The task: Transcribe verbatim the passage on conformalized regression bounds, everything from "The prediction set" down to "to control intervals.".

2. Comparable Bounds for CMR-SGD: Symmetric Assumption for Simplified Analysis

The prediction set length of CMR in homoscedastic tasks does not vary with input and is a constant. While analysis should be simpler, it only estimates the median and lacks direct control over the upper and lower quantiles. Theorem 4.1 shows that under an additional quantile symmetry assumption (Assumption 4.2, where quantiles are symmetric about the median), CMR achieves an efficiency bound of the same order in \((n, m, \alpha)\) as CQR. This indicates that the triplet characterization is not unique to CQR but is a common property of conformalized regression under SGD training, with symmetry being the key trade-off for using point median estimates to control intervals.

3. Phase Transition Analysis: Guiding Data Allocation based on \(\alpha\)

In safety-critical applications, how small must \(\alpha\) be to change the dominant term of efficiency? Section 3.2.1 sets \(n = \Theta(m)\) to simplify the bound to \(\mathcal{O}(n^{-1/2} + (\alpha^2 n)^{-1})\) and characterizes its behavior in three segments: when \(\alpha = \Omega(n^{-1/4})\), the bound is \(\mathcal{O}(n^{-1/2})\) and independent of \(\alpha\); when \(n^{-1/2} \ll \alpha \ll n^{-1/4}\), the bound transitions to being dominated by \(\mathcal{O}((\alpha^2 n)^{-1})\); and in the extreme case of \(\alpha = \Theta(n^{-1/2})\), \(\alpha\) completely dominates. This provides actionable data allocation guidance—when \(\alpha\) is large enough, the training and calibration sets can be of the same order, but when \(\alpha\) is small, more budget must be allocated to the training data to suppress the amplified training error.

4. Three-Step Proof Framework: Layered Propagation of Parameter Deviations

The difficulty in anchoring the length deviation to \((n, m, \alpha)\) lies in the fact that the parameter error learned by SGD must first affect the score distribution, then the empirical quantile, and finally the interval length. The proof propagates through three Propositions: first, Prop B.5 controls the impact of parameter deviation on the population quantile of the score distribution; then, Prop B.7 controls the gap between the finite-sample quantile \((1-\alpha)_m\) and the population \((1-\alpha)\) quantile; finally, Prop B.11 uses the DKW inequality to concentrate the empirical quantile to the population quantile. Two core techniques support this: leveraging the strong convexity of pinball loss to obtain an \(\mathcal{O}(1/n)\) center error bound for SGD (Theorem 3.1), and utilizing conditional density regularity to ensure the score distribution has a lower-bounded density near the quantile, preventing small translations of the quantile from being infinitely amplified.

Stored data:
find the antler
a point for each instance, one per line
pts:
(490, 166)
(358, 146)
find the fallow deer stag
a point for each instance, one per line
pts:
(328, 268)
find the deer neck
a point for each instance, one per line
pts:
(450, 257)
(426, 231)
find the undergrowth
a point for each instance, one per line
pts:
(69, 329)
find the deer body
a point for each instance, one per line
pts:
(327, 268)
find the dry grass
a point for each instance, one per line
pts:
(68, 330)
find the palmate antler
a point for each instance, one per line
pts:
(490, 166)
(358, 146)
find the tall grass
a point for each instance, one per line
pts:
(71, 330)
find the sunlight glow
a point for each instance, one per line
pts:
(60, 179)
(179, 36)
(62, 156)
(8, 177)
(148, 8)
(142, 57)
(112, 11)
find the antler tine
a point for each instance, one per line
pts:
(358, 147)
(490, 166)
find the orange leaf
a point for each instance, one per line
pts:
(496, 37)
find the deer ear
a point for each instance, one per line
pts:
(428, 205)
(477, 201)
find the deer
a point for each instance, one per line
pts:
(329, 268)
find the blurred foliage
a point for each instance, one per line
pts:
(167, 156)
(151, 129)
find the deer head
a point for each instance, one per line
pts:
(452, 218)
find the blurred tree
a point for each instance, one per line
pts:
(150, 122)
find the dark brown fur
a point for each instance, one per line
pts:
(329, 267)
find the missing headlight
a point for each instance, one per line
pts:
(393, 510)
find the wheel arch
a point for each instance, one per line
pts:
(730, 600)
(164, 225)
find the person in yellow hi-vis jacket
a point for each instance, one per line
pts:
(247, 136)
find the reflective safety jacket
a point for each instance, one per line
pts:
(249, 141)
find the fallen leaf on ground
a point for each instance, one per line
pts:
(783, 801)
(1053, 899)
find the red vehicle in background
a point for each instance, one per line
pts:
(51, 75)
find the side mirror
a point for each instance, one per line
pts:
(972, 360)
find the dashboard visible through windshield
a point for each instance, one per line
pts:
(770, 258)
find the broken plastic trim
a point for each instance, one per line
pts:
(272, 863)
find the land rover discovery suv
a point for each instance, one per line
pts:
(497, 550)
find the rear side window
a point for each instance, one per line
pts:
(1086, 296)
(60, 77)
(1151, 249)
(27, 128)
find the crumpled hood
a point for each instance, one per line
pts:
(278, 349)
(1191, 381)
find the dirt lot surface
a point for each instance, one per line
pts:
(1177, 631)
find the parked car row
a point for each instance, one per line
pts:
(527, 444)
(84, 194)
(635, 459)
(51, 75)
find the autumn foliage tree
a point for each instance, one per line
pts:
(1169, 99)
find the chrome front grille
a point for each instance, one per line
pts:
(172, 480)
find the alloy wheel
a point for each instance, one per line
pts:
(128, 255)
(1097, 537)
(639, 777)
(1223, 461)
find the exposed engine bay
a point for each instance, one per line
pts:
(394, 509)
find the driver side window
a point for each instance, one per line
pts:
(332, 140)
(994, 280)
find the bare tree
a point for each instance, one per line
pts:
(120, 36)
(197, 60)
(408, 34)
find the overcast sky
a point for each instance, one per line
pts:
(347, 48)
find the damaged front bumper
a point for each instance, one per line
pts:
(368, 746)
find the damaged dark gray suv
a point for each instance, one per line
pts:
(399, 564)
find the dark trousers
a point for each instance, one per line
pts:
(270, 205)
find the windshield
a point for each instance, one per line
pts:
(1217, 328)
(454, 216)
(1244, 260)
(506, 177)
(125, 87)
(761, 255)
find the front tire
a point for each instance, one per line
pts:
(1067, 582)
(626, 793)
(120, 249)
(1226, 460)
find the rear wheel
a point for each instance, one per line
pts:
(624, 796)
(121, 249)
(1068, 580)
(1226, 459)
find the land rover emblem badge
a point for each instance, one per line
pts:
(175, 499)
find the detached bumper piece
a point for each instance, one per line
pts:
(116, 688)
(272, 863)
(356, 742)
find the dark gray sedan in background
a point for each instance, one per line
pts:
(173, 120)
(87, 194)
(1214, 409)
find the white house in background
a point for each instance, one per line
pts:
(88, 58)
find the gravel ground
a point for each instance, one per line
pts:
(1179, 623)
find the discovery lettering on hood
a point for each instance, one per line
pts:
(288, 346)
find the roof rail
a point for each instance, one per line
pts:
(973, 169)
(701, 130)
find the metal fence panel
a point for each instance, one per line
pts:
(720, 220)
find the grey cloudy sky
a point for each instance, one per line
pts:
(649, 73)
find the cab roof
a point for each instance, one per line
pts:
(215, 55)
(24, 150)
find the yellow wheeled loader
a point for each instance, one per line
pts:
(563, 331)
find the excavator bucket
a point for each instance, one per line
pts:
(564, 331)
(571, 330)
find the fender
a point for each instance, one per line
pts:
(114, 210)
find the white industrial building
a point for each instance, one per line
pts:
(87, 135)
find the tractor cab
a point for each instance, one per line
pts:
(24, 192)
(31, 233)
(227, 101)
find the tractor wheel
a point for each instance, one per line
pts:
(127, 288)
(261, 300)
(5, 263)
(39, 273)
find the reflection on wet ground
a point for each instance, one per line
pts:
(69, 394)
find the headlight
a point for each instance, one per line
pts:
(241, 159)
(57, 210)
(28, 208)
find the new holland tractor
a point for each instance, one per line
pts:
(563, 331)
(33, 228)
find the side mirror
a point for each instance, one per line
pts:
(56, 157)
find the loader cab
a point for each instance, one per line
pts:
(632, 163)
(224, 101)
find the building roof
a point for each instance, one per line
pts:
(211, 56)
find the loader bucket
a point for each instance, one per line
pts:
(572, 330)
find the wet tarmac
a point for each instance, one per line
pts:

In response:
The prediction set length of CMR in homoscedastic tasks does not vary with input and is a constant. While analysis should be simpler, it only estimates the median and lacks direct control over the upper and lower quantiles. Theorem 4.1 shows that under an additional quantile symmetry assumption (Assumption 4.2, where quantiles are symmetric about the median), CMR achieves an efficiency bound of the same order in \((n, m, \alpha)\) as CQR. This indicates that the triplet characterization is not unique to CQR but is a common property of conformalized regression under SGD training, with symmetry being the key trade-off for using point median estimates to control intervals.